### EXERCISE INSTRUCTIONS
Return only the line that contains "Reviewer note. Confirm that each instance of the jar" and each line after it, through the last line of the data below, copied exactly.

### SUPPLIED ENTRIES
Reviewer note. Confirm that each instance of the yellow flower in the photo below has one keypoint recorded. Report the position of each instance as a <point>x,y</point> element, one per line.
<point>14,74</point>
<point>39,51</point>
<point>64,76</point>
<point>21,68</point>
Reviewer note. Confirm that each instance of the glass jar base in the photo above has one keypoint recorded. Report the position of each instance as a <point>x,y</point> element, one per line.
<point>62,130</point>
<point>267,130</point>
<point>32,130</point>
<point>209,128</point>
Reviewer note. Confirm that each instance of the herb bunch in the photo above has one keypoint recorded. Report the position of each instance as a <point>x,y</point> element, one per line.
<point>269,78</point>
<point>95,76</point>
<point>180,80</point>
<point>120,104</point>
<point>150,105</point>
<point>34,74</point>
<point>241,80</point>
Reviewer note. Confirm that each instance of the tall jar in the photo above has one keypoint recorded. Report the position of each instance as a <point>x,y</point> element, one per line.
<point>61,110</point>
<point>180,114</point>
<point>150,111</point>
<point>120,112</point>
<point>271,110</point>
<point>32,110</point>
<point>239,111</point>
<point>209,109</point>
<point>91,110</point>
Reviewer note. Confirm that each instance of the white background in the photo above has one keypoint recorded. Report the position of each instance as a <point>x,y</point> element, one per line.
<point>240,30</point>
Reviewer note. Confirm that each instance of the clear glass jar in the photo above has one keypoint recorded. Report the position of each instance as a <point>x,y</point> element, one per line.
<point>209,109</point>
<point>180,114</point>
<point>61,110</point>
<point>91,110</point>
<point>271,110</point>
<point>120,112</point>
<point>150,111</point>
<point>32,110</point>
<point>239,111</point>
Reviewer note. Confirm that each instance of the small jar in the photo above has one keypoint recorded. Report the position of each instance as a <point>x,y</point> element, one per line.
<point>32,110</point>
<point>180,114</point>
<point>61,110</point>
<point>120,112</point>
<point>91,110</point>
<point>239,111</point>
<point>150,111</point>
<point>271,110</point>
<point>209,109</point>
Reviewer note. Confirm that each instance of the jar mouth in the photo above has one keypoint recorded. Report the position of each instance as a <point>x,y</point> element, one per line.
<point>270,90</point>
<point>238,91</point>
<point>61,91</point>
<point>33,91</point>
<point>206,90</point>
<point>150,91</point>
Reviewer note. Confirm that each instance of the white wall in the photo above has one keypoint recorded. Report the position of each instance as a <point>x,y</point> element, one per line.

### FULL OUTPUT
Reviewer note. Confirm that each instance of the jar mouth in the photo above has one keypoint recorded. Report the position of each instance as a <point>x,y</point> element, one per line.
<point>270,90</point>
<point>238,91</point>
<point>61,91</point>
<point>33,91</point>
<point>206,90</point>
<point>150,91</point>
Reviewer note. Confirm that each instance of the white wall in the photo above has one keypoint recorded. Report the position of each instance as a <point>x,y</point> element, one per line.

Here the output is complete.